### WHAT YOU HAVE TO DO
Report how many lines of the items below contain the string "chair". Give only the number.

--------------------------------

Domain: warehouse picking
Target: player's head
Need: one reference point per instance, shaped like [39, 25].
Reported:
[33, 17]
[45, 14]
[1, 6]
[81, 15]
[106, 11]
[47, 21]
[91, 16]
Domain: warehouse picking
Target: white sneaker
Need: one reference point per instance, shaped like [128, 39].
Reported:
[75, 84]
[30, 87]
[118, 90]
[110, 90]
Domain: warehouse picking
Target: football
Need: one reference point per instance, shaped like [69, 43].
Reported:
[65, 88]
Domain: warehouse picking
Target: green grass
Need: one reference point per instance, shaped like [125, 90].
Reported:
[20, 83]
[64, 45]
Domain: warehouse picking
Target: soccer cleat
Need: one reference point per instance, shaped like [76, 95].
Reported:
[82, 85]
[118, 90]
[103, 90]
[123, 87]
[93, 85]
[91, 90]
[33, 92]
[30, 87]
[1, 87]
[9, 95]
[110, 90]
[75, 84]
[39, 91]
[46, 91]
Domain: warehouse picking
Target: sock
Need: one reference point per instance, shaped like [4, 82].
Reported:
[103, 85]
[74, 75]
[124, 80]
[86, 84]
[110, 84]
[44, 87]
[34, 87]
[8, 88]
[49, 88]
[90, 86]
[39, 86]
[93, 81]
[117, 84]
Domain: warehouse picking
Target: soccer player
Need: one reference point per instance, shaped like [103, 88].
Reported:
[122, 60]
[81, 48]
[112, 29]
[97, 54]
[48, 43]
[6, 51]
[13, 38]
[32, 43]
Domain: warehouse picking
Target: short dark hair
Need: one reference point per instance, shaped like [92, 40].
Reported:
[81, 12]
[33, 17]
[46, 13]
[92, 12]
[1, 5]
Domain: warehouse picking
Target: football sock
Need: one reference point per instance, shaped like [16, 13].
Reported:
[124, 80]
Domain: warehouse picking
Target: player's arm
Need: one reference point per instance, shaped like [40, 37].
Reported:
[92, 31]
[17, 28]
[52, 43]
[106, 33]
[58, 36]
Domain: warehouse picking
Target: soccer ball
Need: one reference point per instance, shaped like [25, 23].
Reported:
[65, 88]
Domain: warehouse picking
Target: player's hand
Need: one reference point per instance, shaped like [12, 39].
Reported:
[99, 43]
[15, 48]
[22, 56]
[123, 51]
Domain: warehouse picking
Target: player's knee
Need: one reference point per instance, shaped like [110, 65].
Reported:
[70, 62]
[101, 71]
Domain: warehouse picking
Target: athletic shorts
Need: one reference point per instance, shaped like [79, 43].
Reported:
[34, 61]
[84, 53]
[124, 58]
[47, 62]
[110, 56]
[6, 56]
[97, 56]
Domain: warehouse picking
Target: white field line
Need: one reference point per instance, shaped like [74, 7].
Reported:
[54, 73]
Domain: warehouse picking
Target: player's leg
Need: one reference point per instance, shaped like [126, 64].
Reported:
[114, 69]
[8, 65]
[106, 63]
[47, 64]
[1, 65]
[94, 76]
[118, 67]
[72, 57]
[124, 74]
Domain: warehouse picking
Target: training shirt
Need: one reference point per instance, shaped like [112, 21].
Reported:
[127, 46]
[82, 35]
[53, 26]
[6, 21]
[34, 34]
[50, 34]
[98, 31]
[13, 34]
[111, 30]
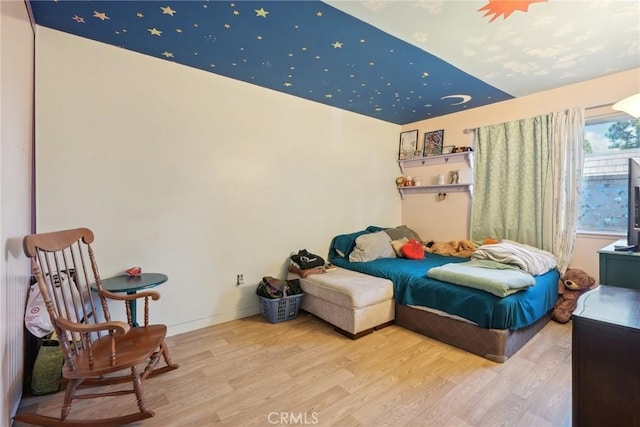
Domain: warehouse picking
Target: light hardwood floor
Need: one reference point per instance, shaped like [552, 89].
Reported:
[301, 372]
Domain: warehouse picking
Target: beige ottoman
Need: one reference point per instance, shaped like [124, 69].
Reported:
[355, 303]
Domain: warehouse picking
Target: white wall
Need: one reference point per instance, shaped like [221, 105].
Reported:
[196, 175]
[450, 219]
[16, 142]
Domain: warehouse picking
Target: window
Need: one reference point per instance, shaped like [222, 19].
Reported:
[609, 142]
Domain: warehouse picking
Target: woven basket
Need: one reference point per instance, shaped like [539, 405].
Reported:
[47, 369]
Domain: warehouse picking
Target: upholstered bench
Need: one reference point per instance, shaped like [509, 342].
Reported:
[355, 303]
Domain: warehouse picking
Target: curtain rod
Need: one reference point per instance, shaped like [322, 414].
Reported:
[469, 130]
[599, 106]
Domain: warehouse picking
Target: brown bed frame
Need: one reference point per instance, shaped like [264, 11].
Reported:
[494, 344]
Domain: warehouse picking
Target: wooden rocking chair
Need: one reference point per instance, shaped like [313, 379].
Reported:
[94, 347]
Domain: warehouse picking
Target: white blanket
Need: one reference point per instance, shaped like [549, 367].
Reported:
[527, 258]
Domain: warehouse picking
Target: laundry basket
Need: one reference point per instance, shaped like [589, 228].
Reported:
[280, 309]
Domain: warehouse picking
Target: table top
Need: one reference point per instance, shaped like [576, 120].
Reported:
[611, 304]
[611, 249]
[126, 283]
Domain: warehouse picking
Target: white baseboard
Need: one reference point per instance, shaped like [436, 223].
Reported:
[210, 321]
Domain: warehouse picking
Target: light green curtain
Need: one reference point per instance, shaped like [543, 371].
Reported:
[528, 182]
[511, 182]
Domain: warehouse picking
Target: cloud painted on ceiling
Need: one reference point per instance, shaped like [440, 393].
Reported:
[307, 49]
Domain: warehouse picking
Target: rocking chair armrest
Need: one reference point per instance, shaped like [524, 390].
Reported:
[128, 297]
[119, 328]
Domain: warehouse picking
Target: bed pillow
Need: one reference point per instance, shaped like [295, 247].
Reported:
[372, 246]
[397, 246]
[413, 250]
[343, 244]
[402, 231]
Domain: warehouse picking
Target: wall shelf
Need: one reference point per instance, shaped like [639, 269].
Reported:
[445, 188]
[466, 156]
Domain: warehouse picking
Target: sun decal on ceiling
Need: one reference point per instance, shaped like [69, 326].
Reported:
[506, 7]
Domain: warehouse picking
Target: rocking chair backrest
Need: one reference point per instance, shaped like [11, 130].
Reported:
[65, 269]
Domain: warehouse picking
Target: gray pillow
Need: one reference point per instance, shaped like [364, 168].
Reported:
[372, 246]
[401, 231]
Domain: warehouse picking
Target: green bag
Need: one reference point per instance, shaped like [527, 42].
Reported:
[47, 369]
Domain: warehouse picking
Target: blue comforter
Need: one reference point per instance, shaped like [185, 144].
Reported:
[413, 287]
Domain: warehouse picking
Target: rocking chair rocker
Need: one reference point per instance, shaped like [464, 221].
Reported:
[94, 347]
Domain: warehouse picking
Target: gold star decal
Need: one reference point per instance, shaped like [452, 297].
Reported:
[167, 10]
[100, 15]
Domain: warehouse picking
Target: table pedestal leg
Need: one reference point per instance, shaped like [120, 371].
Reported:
[134, 311]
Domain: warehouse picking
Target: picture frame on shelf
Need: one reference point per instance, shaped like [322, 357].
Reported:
[448, 149]
[408, 145]
[433, 143]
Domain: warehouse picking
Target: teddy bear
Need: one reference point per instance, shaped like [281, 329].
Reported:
[573, 283]
[459, 248]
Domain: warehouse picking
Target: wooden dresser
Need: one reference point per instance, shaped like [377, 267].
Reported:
[606, 358]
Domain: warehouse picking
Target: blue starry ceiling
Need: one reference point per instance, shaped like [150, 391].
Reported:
[324, 53]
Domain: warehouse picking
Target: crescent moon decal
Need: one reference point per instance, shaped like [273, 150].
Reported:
[463, 98]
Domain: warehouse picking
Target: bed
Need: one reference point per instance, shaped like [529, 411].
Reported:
[472, 319]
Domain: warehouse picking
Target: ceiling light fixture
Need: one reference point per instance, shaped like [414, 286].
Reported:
[629, 105]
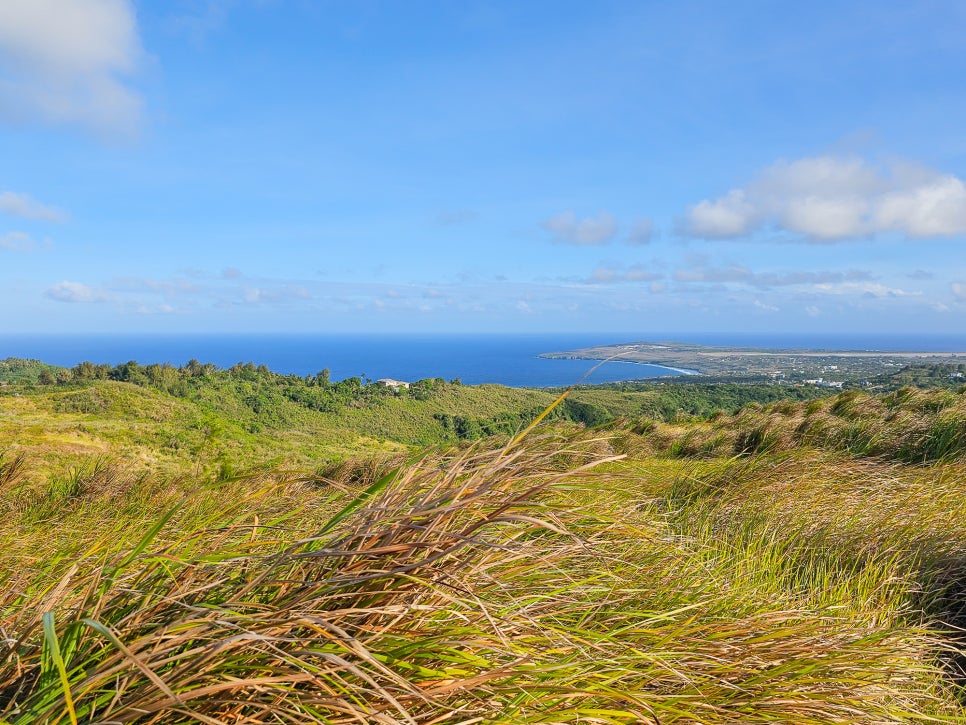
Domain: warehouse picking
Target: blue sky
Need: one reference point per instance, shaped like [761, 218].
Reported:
[298, 165]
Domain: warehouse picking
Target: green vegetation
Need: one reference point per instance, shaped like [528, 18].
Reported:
[654, 554]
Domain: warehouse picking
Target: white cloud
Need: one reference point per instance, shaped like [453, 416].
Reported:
[829, 199]
[766, 307]
[23, 206]
[75, 292]
[62, 62]
[867, 289]
[641, 232]
[936, 208]
[567, 228]
[730, 216]
[737, 274]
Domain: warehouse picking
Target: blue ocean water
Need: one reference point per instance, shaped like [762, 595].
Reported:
[505, 359]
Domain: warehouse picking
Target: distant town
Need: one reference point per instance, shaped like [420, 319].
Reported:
[821, 368]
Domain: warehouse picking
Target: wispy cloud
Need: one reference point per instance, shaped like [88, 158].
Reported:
[24, 206]
[865, 289]
[79, 292]
[568, 229]
[829, 199]
[64, 62]
[737, 274]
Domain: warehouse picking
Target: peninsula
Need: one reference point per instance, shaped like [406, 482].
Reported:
[791, 365]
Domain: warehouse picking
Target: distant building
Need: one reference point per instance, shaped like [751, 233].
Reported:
[394, 384]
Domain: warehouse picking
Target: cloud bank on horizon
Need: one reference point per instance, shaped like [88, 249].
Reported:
[201, 165]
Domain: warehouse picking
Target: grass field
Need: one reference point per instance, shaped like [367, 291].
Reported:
[796, 562]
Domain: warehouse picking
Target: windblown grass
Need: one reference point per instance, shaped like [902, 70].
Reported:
[574, 576]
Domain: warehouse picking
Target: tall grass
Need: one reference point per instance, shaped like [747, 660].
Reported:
[547, 581]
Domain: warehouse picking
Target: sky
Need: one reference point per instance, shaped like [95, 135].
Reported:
[482, 166]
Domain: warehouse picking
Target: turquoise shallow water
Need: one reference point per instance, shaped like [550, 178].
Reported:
[505, 359]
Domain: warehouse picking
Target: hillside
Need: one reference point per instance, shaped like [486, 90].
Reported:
[789, 561]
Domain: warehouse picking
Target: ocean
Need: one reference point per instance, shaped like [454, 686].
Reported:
[489, 358]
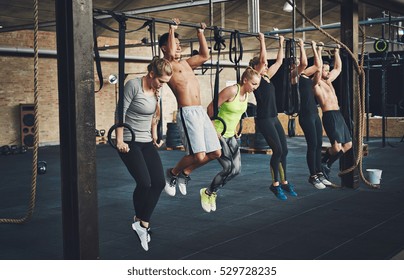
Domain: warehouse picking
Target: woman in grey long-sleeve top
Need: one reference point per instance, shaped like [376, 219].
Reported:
[141, 113]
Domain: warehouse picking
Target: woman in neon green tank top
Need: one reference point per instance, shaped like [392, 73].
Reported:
[232, 103]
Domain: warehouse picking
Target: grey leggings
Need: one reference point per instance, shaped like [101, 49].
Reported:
[230, 161]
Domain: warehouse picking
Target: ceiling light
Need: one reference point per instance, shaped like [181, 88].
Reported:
[287, 7]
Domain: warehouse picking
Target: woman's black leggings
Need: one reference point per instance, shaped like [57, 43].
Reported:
[144, 164]
[313, 132]
[272, 130]
[230, 160]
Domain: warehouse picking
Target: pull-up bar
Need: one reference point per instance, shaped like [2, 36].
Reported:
[193, 25]
[186, 24]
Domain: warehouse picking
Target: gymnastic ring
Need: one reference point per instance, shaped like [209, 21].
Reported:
[115, 126]
[223, 122]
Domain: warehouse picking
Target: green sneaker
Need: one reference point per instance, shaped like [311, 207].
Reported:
[213, 201]
[205, 200]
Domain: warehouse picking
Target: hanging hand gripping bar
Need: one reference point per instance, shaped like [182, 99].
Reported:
[121, 80]
[219, 45]
[236, 52]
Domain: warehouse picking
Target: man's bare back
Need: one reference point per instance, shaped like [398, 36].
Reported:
[326, 97]
[322, 82]
[184, 84]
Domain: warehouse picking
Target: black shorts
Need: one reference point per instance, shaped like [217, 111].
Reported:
[335, 127]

--------------------------------

### CORRECT OUTPUT
4